━━━━━ LISTED ENTRIES ━━━━━

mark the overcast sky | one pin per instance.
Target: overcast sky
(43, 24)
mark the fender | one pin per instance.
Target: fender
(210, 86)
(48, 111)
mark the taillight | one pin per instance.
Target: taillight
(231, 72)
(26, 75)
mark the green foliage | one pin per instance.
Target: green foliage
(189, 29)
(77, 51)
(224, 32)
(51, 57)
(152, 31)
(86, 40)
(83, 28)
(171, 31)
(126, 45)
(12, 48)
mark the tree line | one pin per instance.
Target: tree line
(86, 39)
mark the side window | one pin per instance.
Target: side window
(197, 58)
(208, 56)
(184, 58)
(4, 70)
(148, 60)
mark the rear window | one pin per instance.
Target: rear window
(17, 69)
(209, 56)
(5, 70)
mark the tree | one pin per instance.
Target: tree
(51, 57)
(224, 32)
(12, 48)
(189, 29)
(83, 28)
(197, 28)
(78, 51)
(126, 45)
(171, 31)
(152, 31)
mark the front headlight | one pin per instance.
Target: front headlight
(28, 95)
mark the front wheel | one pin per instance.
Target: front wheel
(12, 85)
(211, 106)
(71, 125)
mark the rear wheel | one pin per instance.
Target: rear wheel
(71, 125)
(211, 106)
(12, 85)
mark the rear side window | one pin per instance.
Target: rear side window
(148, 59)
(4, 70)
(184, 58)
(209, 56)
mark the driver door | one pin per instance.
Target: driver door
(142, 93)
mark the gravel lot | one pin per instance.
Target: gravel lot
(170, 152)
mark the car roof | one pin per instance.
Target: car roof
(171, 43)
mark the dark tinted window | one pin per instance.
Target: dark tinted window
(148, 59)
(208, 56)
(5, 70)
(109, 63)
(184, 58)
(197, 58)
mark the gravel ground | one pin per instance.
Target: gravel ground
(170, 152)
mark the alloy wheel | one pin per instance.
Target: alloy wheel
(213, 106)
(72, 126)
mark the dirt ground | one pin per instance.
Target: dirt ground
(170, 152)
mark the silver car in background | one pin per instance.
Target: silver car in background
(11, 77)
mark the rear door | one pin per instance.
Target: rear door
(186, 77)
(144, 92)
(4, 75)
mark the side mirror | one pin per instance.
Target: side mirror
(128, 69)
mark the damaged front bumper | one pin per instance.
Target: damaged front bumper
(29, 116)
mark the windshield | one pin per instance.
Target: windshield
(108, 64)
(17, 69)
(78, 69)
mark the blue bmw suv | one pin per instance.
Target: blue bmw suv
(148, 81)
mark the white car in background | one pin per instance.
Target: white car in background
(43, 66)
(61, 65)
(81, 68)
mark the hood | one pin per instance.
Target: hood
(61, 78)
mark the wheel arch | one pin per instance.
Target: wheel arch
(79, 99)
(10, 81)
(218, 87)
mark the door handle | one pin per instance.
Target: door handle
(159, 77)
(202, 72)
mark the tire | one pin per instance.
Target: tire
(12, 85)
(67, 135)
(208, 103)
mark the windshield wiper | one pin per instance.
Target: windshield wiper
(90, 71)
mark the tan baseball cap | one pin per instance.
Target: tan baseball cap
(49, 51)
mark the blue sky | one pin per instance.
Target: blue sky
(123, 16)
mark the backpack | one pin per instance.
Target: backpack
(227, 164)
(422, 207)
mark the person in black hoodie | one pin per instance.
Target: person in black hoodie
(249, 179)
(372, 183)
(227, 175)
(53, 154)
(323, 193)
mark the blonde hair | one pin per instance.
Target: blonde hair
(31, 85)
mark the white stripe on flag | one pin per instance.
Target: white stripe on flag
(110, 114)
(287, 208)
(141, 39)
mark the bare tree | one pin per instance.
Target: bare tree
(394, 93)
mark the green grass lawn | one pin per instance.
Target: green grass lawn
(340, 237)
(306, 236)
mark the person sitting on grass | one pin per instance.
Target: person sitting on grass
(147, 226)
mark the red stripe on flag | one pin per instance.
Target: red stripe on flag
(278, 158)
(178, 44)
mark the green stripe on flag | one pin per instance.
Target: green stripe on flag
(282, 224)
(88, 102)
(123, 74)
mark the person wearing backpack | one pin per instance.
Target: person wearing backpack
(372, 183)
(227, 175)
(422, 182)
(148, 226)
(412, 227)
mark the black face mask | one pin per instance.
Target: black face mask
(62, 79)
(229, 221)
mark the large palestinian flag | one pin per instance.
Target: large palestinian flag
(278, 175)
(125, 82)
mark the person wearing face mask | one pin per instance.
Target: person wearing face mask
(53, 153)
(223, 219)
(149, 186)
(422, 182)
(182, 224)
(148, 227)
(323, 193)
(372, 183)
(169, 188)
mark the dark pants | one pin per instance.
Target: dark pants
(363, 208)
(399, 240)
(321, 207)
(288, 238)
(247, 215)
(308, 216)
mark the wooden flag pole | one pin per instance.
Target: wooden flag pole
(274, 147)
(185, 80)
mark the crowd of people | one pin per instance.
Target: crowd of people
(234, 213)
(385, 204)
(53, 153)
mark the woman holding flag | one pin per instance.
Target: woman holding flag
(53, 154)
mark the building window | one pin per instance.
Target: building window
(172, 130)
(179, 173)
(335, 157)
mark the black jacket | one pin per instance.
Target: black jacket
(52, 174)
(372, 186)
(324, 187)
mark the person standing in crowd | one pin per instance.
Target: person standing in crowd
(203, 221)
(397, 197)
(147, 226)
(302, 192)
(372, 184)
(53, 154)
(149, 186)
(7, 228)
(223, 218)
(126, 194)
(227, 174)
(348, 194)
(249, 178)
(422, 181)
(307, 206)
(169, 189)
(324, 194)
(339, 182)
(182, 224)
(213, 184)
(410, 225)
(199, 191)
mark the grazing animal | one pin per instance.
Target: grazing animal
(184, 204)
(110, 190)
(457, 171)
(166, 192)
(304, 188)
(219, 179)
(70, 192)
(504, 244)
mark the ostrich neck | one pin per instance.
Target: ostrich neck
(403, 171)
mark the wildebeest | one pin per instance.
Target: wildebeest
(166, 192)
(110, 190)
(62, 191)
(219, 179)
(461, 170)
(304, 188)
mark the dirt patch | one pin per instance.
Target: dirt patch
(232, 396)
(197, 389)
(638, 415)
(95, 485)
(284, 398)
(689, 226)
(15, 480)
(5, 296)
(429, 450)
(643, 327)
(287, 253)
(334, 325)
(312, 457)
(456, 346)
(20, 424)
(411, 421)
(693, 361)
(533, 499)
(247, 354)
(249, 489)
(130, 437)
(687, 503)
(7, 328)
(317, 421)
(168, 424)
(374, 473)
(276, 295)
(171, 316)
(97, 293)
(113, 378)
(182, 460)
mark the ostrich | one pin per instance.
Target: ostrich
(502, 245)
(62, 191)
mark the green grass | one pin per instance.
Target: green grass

━━━━━

EXERCISE GOAL
What do the lines above say from the one containing "mark the rear side" down to the one containing "mark the car roof | one pin per instance."? Return them exactly, both end lines included, and only them.

EXERCISE OUTPUT
mark the rear side window | one pin per instance.
Target: rear side window
(148, 59)
(4, 70)
(184, 58)
(209, 56)
mark the driver door | one pin per instance.
Target: driver door
(142, 93)
mark the gravel lot | one pin per instance.
Target: gravel lot
(170, 152)
mark the car roof | one pin per instance.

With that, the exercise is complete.